__SHORT EXERCISE A__.
Please reproduce the part of the session proposal that opens with the words containing "In this proposed" and closes with "are a part of.".
__SHORT EXERCISE B__.
In the session proposal, what materials will participants use to build the social network?
__SHORT EXERCISE C__.
Condense the paragraph of the session proposal that begins "Social media is everywhere in 2013" into a short bulleted list that keeps its main facts.

Session Proposal: La machine à tweets

“…whenever computer mediated communications technology becomes available to people anywhere, they inevitably build virtual communities with it” -Howard Rheingold

Social media is everywhere in 2013. More and more people are carrying around mobile platforms, tools which are giving them the means to stay in constant contact with ever-broader networks. The implications of contact between new collaborative media (such as Facebook, Reddit, and Twitter) and traditional one-to-many media (such as radio, newspapers, and network TV) are only beginning to come to light, and so they make for an interesting object of research for humanities researchers. Specifically, the impact of new media on the established social discourse surrounding the political, journalistic, artistic, and academic fields is an intersection worth exploring as we look for new ways to share our research.

In this proposed Play/Talk session, participants are invited to help create a machine à tweets : a social network constructed collaboratively from paper, pushpins, pens, pictures, and strings. In addition to their joint creation of a unique visual object, which will incorporate text, colour, and space, participants will be invited to engage in a moderated discussion, identifying similarities and differences between on- and off-line social networks, and considering what these comparisons and contrasts can tell us about the on- an off-line media environments we are a part of.

__MATERIAL PROVIDED__.
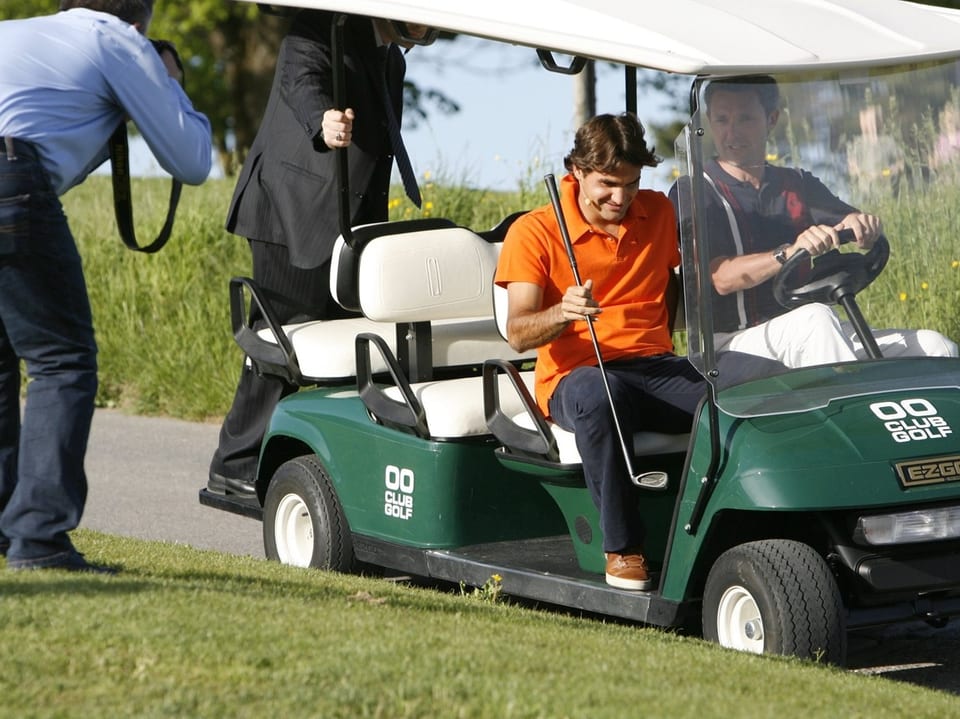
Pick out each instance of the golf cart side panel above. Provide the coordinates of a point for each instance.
(396, 487)
(809, 474)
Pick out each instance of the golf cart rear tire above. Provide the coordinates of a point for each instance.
(777, 597)
(303, 522)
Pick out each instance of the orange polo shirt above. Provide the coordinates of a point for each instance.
(630, 275)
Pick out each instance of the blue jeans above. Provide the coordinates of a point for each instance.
(45, 321)
(657, 394)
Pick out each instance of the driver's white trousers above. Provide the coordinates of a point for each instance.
(813, 334)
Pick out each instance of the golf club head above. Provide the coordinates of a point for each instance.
(656, 481)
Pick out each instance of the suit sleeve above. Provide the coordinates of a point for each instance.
(306, 79)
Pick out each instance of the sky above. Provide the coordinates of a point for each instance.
(515, 123)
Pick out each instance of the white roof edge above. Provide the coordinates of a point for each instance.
(693, 36)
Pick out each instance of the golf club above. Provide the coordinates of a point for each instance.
(647, 480)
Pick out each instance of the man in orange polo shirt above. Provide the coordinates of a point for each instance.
(625, 241)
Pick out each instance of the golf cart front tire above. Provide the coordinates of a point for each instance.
(303, 522)
(776, 597)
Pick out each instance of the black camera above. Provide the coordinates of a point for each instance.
(162, 46)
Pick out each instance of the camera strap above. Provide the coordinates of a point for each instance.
(123, 200)
(120, 171)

__TASK SOLUTION A__.
In this proposed Play/Talk session, participants are invited to help create a machine à tweets : a social network constructed collaboratively from paper, pushpins, pens, pictures, and strings. In addition to their joint creation of a unique visual object, which will incorporate text, colour, and space, participants will be invited to engage in a moderated discussion, identifying similarities and differences between on- and off-line social networks, and considering what these comparisons and contrasts can tell us about the on- an off-line media environments we are a part of.

__TASK SOLUTION B__.
Paper, pushpins, pens, pictures, and strings.

__TASK SOLUTION C__.
- Social media is everywhere in 2013, and more people carry mobile platforms that keep them in constant contact with ever-broader networks.
- The implications of contact between new collaborative media (Facebook, Reddit, Twitter) and traditional one-to-many media (radio, newspapers, network TV) are only beginning to come to light.
- This makes it an interesting object of research for humanities researchers.
- The impact of new media on established social discourse in the political, journalistic, artistic, and academic fields is worth exploring as we look for new ways to share our research.